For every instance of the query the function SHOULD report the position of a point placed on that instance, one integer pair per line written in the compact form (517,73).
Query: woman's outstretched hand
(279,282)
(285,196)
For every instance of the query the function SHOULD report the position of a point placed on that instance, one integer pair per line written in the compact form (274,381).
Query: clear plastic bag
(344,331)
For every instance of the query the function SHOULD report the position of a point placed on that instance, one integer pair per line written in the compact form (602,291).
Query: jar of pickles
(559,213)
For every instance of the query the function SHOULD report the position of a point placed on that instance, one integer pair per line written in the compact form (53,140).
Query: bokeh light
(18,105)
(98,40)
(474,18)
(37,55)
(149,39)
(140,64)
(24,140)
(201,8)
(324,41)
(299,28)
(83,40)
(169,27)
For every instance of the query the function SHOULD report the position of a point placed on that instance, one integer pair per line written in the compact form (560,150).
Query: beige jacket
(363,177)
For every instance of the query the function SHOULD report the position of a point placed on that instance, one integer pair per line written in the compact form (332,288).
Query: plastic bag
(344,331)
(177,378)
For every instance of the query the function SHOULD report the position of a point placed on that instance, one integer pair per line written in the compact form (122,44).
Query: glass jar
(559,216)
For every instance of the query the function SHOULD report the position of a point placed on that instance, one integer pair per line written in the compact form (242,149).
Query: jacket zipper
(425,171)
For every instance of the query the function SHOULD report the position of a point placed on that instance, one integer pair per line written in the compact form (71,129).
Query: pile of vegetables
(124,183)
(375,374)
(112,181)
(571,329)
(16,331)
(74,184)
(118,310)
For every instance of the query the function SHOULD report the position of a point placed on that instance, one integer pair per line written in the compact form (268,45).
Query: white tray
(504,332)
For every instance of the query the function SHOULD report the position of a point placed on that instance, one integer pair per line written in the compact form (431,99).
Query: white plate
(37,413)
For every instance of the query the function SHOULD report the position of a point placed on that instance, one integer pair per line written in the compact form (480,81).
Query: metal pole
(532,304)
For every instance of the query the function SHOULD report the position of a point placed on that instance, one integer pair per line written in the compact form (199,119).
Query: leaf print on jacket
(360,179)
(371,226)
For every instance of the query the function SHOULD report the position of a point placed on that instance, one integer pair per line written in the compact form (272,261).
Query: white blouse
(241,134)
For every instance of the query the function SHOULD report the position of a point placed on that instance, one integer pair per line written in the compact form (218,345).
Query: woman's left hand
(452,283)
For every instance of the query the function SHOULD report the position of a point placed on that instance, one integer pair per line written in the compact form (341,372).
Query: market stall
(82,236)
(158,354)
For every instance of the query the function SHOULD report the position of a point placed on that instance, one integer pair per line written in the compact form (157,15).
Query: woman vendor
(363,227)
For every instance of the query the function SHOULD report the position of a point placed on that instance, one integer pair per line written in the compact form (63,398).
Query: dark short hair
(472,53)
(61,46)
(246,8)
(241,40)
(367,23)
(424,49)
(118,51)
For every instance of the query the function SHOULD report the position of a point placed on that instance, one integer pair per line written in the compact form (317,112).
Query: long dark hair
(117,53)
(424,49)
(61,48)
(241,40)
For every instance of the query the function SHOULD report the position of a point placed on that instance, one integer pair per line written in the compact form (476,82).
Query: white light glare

──────────────────────────────

--- Task details ---
Go through the data above and return every line exactly.

--- Reply to the task ---
For every instance of the query the function SHOULD report the position of a point placed on that instance, one integer pair per line written in the compact form (517,73).
Query: woman's outstretched hand
(279,282)
(285,196)
For every instance of the query the function SHOULD report the position of a point placed on that instance, one integer pair per line written in the compact form (274,381).
Query: clear plastic bag
(344,331)
For every instance of the query the function SHOULD report the position of a point placed on that instance, one integer pair per line written in the compact form (602,291).
Query: jar of pickles
(559,213)
For every instance of the query the function SHOULD report the position of a point placed on that instance, one integer pair per line written in the compact form (53,140).
Query: bokeh light
(18,105)
(98,40)
(474,18)
(37,55)
(149,39)
(140,64)
(24,140)
(201,8)
(324,41)
(299,28)
(83,40)
(169,27)
For every instance of the query the function SHOULD report the position of a point placed on that instance, one integer pair per line written in the compact form (560,150).
Query: beige jacket
(363,177)
For every instance of the query the function SHOULD report the position of a point placed on that instance, one integer pair per line written in the compact form (332,288).
Query: plastic bag
(344,331)
(177,378)
For every instance of the query the function SHOULD report the position of a point placed on that instance, one integer pair per line written in the compact form (122,44).
Query: glass jar
(559,216)
For every instance of the query the function SHOULD report the position of a point placed on that instance, one integer pair per line written in the compact form (242,149).
Query: jacket zipper
(425,171)
For every instance of the query the function SHOULD report the position of a point placed on that instance, one integer pair per line written in the compact form (71,129).
Query: pile of vegetables
(124,183)
(375,374)
(112,181)
(571,329)
(16,331)
(74,184)
(118,310)
For every instance of the query the function SHOULD report the position of a point placed on that instance, one integer pair per line written in the compact form (268,45).
Query: white tray
(504,332)
For every instance of the query the function SHOULD report the position of a point placed on that instance, one integer pair per line written in the compact form (431,99).
Query: white plate
(37,413)
For every instance of the query the function SHOULD report the position of a point placed on that instance, one integer pair per line written in the compact form (480,81).
Query: metal pole
(532,304)
For every instance of the query the function SHOULD report the position of a point placed on that instance, one integer pair per line written in the compact form (199,119).
Query: leaf print on jacket
(360,179)
(371,226)
For every instance of the query the function SHOULD report the position of a point placed on that instance, one integer pair per line written in the compact form (272,261).
Query: white blouse
(241,134)
For every instance of the query the function SHOULD report the position of a point placed on that instance, one integer pair per line written in the compact form (218,345).
Query: woman's left hand
(452,283)
For every instance of the query the function SHOULD report the position of a point placed on that instance, one integer pair per line written in the compact form (341,372).
Query: market stall
(82,236)
(158,354)
For every instance of the query the function SHOULD report the position of a point placed on that instance, one integer pair per line written in the compact form (157,15).
Query: woman vendor
(363,227)
For every instance of the query the function SHOULD report the position of a point placed on that instance, one integer pair per line written in the compact form (63,398).
Query: dark short hair
(472,53)
(61,46)
(246,8)
(241,40)
(367,23)
(424,49)
(118,51)
For every instance of the query the function SHOULD report the position of a point placed on that instance, one integer pair per line written in the compact form (317,112).
Query: long dark hair
(117,53)
(424,49)
(61,48)
(241,40)
For every instance of the query the function SHOULD report the position of a point placed on that instance, one integer pair per line written in the compact form (476,82).
Query: white light glare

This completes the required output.